Data supplied Start Marker

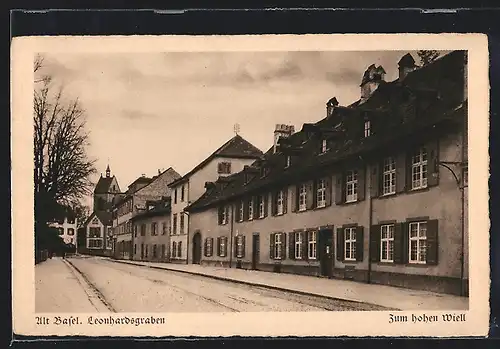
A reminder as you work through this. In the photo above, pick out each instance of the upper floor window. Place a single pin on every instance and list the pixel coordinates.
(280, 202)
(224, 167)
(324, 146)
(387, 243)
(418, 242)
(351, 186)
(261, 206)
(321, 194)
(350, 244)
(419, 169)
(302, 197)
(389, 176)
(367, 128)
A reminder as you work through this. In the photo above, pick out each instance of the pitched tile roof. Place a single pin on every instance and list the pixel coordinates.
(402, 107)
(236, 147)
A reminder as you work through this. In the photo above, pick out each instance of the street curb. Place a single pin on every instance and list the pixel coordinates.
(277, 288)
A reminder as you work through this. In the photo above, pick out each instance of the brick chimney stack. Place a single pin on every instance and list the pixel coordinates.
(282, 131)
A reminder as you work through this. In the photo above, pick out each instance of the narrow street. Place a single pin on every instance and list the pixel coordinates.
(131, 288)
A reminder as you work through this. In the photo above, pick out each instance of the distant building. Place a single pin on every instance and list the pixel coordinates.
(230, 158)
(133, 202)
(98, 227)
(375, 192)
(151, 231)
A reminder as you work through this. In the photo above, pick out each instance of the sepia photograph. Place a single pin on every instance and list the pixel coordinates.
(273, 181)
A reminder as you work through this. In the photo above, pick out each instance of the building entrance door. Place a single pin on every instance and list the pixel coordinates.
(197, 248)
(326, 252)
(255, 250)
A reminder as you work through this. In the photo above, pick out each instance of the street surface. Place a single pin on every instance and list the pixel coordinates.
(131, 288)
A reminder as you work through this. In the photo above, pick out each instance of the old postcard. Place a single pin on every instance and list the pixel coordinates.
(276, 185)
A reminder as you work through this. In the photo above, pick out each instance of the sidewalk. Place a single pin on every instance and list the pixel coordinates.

Data supplied End Marker
Data supplied Start Marker

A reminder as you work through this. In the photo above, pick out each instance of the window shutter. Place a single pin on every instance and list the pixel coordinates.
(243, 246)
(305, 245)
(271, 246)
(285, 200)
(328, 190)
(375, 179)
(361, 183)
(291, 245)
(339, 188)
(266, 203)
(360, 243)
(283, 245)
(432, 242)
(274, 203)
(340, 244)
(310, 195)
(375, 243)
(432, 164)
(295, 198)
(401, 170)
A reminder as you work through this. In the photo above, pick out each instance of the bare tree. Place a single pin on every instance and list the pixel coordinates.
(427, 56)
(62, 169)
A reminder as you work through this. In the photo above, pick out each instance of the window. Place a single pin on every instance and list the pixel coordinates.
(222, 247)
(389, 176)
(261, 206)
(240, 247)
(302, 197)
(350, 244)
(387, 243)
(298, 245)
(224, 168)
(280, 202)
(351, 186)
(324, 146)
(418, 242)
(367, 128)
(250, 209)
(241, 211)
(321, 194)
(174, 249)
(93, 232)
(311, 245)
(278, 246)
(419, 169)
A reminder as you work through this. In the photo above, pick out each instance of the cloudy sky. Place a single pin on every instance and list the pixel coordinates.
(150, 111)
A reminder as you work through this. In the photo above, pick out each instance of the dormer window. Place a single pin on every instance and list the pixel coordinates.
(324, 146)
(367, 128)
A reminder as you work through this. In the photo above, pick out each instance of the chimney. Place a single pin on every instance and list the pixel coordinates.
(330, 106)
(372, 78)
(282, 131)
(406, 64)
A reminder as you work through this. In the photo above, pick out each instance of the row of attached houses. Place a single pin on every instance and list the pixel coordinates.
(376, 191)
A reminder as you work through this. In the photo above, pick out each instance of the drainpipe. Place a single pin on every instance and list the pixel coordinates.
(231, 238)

Data supplied End Marker

### What you need to do
Leave out every line above except those from the line with "the street surface." up to and including the line with "of the sidewalk.", and copy those exactly.

### Answer area
A reminder as you work through this. In the photo above, pick out each instance of the street surface. Place a single pin on every instance and list the pixel coordinates.
(131, 288)
A reminder as you work through this. In the photo above, pick out each instance of the old postcard. Place a single pin on every instance and list the pixel coordinates.
(276, 185)
A reminder as you work through this. In the photo above, pick out each instance of the sidewalk. Place a single pin on every instance and list the pixel coordinates.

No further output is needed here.